> _Study text_
Calling on the New Hampshire Drug Enforcement Administration (DEA) office this week, U.S. Rep. Annie Kuster (D-NH) discussed Congressional efforts to keep fentanyl-related substances classified as Schedule I and, closer to home, updates on local drug interdiction efforts.
“Fentanyl is fueling the opioid crisis here in the Granite State and in communities across the country,” Kuster said. “The complexities surrounding fentanyl and fentanyl-related substances demand a thoughtful, balanced approach to protect families in New Hampshire and public health and safety nationwide. Mr. DeLena and the hardworking men and women of the DEA are dedicated to addressing this crisis and decreasing the flow of these hazardous drugs, and I look forward to sharing what I learned today with my colleagues as we continue working to combat the opioid epidemic and support Americans who are struggling with addiction.”
Jon DeLana is the Associate Special Agent in Charge at the New Hampshire DEA office.

> _Extracted records_
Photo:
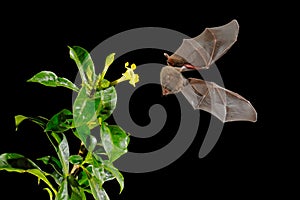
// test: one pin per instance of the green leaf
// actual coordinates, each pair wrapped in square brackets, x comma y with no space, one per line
[50,79]
[52,161]
[49,192]
[83,132]
[60,122]
[107,101]
[85,65]
[19,119]
[13,162]
[63,154]
[41,121]
[83,108]
[108,166]
[97,191]
[108,61]
[63,191]
[115,140]
[75,159]
[105,83]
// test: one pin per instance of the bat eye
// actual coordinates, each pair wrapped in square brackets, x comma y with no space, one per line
[170,63]
[165,91]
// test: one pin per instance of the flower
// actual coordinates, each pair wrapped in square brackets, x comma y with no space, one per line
[128,75]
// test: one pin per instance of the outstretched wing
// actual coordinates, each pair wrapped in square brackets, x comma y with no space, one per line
[220,102]
[202,51]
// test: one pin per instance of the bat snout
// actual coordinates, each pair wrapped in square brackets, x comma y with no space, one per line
[165,91]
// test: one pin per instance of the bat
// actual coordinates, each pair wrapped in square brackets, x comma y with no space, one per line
[200,53]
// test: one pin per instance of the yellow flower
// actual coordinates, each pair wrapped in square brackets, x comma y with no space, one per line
[128,75]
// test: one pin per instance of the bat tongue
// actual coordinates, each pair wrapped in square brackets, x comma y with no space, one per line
[165,91]
[189,66]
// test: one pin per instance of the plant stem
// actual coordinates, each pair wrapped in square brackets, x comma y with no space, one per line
[82,152]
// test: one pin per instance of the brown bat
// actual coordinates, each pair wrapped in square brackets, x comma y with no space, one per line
[200,53]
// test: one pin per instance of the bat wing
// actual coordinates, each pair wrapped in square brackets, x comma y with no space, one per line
[202,51]
[220,102]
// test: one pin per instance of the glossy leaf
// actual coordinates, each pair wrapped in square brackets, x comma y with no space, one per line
[107,102]
[50,79]
[13,162]
[83,108]
[83,132]
[75,159]
[52,161]
[108,61]
[98,192]
[85,65]
[60,122]
[108,166]
[38,120]
[63,191]
[114,140]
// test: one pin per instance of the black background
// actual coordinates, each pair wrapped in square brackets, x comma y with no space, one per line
[247,161]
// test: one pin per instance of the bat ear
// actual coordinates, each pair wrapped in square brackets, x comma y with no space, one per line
[167,55]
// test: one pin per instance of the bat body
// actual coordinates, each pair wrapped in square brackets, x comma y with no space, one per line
[200,53]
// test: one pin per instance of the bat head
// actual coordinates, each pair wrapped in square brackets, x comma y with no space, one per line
[175,60]
[171,80]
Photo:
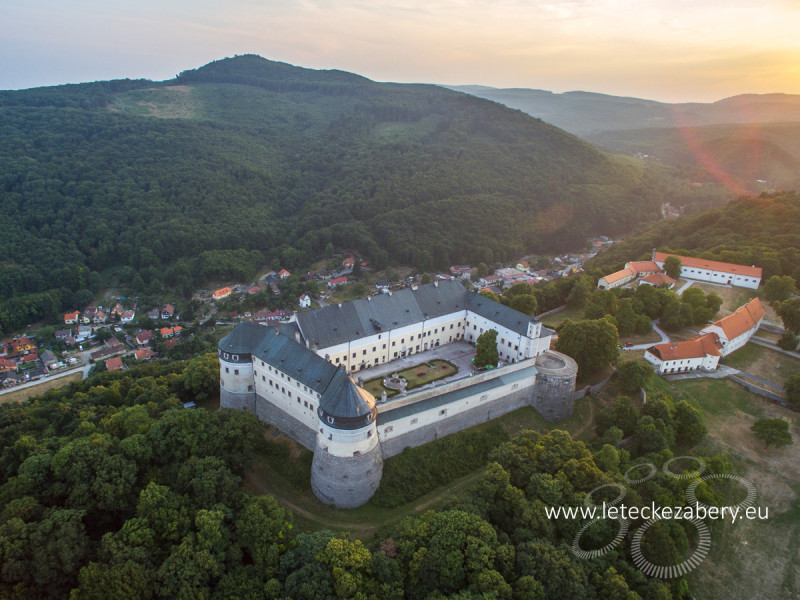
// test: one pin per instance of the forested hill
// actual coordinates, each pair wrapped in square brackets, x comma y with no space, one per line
[247,154]
[762,231]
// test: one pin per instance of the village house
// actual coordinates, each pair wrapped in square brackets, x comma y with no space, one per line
[333,283]
[461,271]
[144,337]
[714,271]
[714,341]
[114,364]
[144,354]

> _What this exercise asks_
**A)** From the DEA visit article, set down word for word the passage from "Calling on the" up to and including "drug interdiction efforts.".
**B)** List each sentence of the statement that the DEA visit article quotes Kuster as making.
The data above come from a separate source, unrelated to the text.

> _Task-by-task answers_
**A)**
Calling on the New Hampshire Drug Enforcement Administration (DEA) office this week, U.S. Rep. Annie Kuster (D-NH) discussed Congressional efforts to keep fentanyl-related substances classified as Schedule I and, closer to home, updates on local drug interdiction efforts.

**B)**
1. "Fentanyl is fueling the opioid crisis here in the Granite State and in communities across the country."
2. "The complexities surrounding fentanyl and fentanyl-related substances demand a thoughtful, balanced approach to protect families in New Hampshire and public health and safety nationwide."
3. "Mr. DeLena and the hardworking men and women of the DEA are dedicated to addressing this crisis and decreasing the flow of these hazardous drugs, and I look forward to sharing what I learned today with my colleagues as we continue working to combat the opioid epidemic and support Americans who are struggling with addiction."